## Assigned task 1
Using the news item on arsenic and swine flu, explain in one to three sentences why Hamilton found a possible link between arsenic and the recent H1N1 outbreak intriguing.
## Assigned task 2
Answer these questions from the arsenic and swine flu news item, one line each.
(a) Which two institutions were the researchers from?
(b) How much arsenic did the mice take in through their drinking water, and for how long?
(c) In which journal is the study reported?

## Page extract
::::
Arsenic exposure aids the swine flu virus

WOODS HOLE, Mass., May 20 (UPI) -- 

U.S. scientists say they've found the ability to mount an immune response to the H1N1, or swine flu, virus is significantly compromised by arsenic exposure. Researchers at the Marine Biological Laboratory and Dartmouth Medical School said such arsenic exposure can commonly occur through drinking contaminated well water. The researchers, led by Joshua Hamilton, the laboratory's chief academic and scientific officer, and Dartmouth graduate student Courtney Kozul, said when a normal person or mouse is infected with the flu, they immediately develop an immune response, in which immune cells rush to the lungs and produce chemicals that help fight the infection. However, in mice ingesting 100 parts per billion of arsenic in their drinking water for five weeks, the immune response to H1N1 infection was initially feeble, and when a response finally occurred it was "too robust and too late," Hamilton said. "One thing that did strike us, when we heard about the recent H1N1 outbreak, is Mexico has large areas of very high arsenic in their well water, including the areas where the flu first cropped up," Hamilton said. We don't know that the Mexicans who got the flu were drinking high levels of arsenic, but it's an intriguing notion that this may have contributed." The study is reported in the journal Environmental Health Perspectives.
::::
## Provided records
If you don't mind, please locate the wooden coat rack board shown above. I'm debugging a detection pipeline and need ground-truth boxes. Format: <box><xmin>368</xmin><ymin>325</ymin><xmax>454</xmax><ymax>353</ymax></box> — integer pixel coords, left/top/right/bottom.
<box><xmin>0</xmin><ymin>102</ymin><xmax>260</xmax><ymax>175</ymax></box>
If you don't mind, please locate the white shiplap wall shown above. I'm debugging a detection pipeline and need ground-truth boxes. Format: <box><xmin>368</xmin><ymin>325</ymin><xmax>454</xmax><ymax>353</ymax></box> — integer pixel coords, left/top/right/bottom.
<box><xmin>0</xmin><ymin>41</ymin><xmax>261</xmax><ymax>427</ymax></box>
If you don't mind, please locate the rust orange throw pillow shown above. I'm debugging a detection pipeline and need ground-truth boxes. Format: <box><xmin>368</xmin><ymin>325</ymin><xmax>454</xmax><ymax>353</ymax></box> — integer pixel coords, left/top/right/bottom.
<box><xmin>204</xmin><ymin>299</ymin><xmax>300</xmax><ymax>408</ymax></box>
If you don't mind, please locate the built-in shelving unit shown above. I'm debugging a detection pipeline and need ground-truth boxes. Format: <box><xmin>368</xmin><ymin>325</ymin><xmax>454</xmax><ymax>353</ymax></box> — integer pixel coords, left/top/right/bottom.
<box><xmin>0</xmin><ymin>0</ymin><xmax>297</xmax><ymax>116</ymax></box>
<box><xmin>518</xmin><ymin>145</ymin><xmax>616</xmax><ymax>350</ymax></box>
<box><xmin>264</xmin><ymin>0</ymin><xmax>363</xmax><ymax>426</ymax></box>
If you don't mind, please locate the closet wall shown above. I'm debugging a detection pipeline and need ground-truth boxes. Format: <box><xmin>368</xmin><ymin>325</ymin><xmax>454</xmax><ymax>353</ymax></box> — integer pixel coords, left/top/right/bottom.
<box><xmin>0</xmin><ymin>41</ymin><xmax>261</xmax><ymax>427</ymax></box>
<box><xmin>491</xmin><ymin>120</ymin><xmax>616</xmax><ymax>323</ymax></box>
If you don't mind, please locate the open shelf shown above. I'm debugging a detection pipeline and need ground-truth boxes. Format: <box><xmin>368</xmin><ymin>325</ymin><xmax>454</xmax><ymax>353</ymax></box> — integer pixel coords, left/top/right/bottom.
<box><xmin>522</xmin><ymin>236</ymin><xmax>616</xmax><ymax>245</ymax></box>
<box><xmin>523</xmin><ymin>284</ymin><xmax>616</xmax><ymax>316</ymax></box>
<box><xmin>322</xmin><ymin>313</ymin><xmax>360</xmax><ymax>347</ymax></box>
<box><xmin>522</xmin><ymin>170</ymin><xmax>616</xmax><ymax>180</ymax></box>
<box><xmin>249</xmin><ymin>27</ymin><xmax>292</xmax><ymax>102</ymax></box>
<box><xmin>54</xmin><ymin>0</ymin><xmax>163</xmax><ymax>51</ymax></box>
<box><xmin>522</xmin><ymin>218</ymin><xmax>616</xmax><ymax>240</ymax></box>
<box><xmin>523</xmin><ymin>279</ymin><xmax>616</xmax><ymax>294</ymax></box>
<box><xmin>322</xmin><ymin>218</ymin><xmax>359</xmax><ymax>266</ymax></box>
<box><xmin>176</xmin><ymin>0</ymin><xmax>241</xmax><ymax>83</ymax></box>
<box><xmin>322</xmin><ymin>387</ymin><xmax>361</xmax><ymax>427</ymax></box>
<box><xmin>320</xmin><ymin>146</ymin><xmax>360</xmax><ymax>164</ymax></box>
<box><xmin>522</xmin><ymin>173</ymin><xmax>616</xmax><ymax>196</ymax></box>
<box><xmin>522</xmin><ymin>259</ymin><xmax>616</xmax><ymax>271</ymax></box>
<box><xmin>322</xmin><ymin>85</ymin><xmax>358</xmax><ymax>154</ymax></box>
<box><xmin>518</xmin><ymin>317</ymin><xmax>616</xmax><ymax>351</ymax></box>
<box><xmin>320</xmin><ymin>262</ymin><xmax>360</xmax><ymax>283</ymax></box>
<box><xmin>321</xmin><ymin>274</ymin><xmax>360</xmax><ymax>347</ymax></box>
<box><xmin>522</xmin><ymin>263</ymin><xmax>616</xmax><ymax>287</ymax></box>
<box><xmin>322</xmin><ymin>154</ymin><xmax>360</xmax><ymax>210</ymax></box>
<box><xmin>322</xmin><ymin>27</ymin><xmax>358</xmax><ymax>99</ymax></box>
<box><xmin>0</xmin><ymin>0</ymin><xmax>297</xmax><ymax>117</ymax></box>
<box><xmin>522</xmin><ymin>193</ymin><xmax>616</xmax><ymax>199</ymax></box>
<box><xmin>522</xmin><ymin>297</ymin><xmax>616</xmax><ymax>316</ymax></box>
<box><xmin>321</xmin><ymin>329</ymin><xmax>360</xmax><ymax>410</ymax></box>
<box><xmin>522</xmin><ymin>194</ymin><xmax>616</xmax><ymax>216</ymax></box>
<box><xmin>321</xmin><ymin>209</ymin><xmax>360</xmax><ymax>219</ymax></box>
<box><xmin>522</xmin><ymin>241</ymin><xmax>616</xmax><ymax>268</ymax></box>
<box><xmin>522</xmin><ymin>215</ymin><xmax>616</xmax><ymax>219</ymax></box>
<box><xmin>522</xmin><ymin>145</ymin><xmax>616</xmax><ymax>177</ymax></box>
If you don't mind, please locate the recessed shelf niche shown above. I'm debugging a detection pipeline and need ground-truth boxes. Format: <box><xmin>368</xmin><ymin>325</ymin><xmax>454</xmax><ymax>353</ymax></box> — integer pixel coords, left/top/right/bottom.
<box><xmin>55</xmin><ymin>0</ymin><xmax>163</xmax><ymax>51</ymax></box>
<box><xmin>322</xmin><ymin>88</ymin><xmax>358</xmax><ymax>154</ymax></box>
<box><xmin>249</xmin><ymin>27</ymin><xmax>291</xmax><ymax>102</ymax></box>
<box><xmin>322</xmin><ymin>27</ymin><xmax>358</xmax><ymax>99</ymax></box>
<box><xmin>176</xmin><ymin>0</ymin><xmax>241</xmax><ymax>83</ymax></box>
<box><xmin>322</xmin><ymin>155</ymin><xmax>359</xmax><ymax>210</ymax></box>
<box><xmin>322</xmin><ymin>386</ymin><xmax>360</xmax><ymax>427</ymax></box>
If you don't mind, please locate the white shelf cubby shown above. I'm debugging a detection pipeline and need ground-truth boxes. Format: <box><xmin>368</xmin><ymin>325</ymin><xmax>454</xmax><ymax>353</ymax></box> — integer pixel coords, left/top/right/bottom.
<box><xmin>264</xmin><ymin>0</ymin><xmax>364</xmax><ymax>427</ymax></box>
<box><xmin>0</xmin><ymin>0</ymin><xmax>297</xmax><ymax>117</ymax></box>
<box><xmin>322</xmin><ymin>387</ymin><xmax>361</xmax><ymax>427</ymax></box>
::::
## Response area 1
Mexico has large areas of very high arsenic in its well water, including the areas where the flu first appeared. Hamilton said it is not known whether the Mexicans who caught the flu drank high levels of arsenic, but the overlap made it an intriguing idea that arsenic might have contributed.

## Response area 2
(a) The Marine Biological Laboratory and Dartmouth Medical School.
(b) 100 parts per billion, for five weeks.
(c) Environmental Health Perspectives.